THE TASK —
Number the lines below as a list, skipping any blank lines, and leave the pictures out of your answer.

<<<<

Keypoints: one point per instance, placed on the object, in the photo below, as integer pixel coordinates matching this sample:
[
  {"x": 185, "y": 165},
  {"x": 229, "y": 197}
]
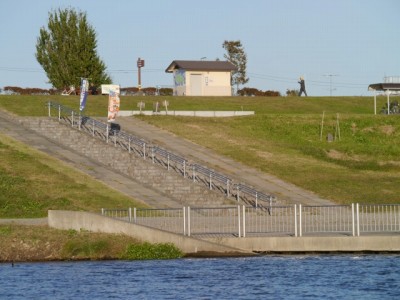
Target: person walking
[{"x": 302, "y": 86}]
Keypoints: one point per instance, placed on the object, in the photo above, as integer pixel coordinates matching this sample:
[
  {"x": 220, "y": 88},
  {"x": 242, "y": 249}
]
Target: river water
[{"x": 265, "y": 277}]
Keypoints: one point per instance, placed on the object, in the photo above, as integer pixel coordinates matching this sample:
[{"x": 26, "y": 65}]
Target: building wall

>>>>

EXERCISE OUTPUT —
1. Keypoints: one point per instance, placed on the object, in the photo below, as integer pixel coordinates matching this sample:
2. [
3.   {"x": 185, "y": 165},
4.   {"x": 229, "y": 197}
5. ]
6. Target: person walking
7. [{"x": 302, "y": 86}]
8. Keypoints: one point per instance, placed on the object, in the photo above, as integer pixel coordinates matching this sample:
9. [
10.   {"x": 220, "y": 88},
11.   {"x": 242, "y": 249}
12. ]
13. Target: river water
14. [{"x": 265, "y": 277}]
15. Keypoints: one point per instance, placed on the object, in the photo above, as integer pixel coordinates matching this sample:
16. [{"x": 26, "y": 65}]
17. Target: building wall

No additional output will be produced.